• 提示課題
次に示す「おかえりモネ」についての考察文を、最後の文に続けて引き継ぎ、書き進めなさい。

• 提示本文

「おかえりモネ」〜モネからりょーちんへの気持ちが読み取れる場面〜登米編
上noteを受けて、モネから亮への想いが読み取れる場面をまとめていきます。モネは「何もできなかった」と自分を閉ざしており、気仙沼編に入っても本人は亮への気持ちを自覚しません(病的なほどに)。ここでまとめるのは潜在的に根底に敷かれているモネ→亮への想い〈愛〉です。
まずは登米編。
登米でのモネは2軸で動いています。
①「心の復興」を進める
②「気象予報士の資格試験取得まで」
①は主に菅波先生と共に歩んでいます。(別途noteにまとめてます)
②の学習サポートも菅波先生です。しかし、「勉強しよう!」「資格を取ろう!」「私はやるんだ!!」という前向きなエネルギーはいつも亮から受け取っていました。
リアルの恋愛ではさまざまな愛の形がありますが、ドラマ上では「愛の定義」が必要になってきます。定義はドラマごとに異なります。
「おかえりモネ」では震災・心の復興・思春期からの成長が絡み合っているため、『親子・姉妹・友だち・仲間などへの「愛」』とも『トラウマ共感・依存関係』『同情』とも区分される恋愛感情の定義が必要です。

いくつかの記録:
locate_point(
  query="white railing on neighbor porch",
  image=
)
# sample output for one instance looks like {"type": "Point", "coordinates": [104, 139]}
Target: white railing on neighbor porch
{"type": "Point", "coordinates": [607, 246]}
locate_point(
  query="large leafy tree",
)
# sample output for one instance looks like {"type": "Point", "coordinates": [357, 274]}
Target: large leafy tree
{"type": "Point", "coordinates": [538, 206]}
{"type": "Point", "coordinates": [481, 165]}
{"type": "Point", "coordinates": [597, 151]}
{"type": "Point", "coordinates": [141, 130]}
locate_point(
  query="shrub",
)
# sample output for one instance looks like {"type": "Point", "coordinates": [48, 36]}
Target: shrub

• 解答結果
モネの言動を追っていると、明らかに異色な影響を受け、モネが強い気持ちを持ち前向きに動き出すシーンがいくつかあります。この物語ではその前向きなエネルギーこそが根底に敷かれている〈愛〉だといえそうです。これは「水の循環」では「太陽エネルギー」にあたります。
ここでは、登米編②「気象予報士の資格試験取得まで」の流れの中で、モネが前向きなエネルギーを受けて大きく心を動かされた場面を中心にその背景を読み解いていきます。
1.気象予報に《興味・関心》〜私も「亮の役に立てる何か」に出会えた場面
以前noteにまとめた通り、モネのトラウマは「水」で、その背景には「亮の存在」があります。
そんなトラウマを抱えたモネが登米にやってきた1週。
「そこにいるだけで水を蓄え役に立っている”ヒバ”」に出会い、朝岡から「未来が見えて魔法が起こせて海と繋がる”空”」を教わります。それらが、龍己から教わった「水の循環」の記憶と繋がります。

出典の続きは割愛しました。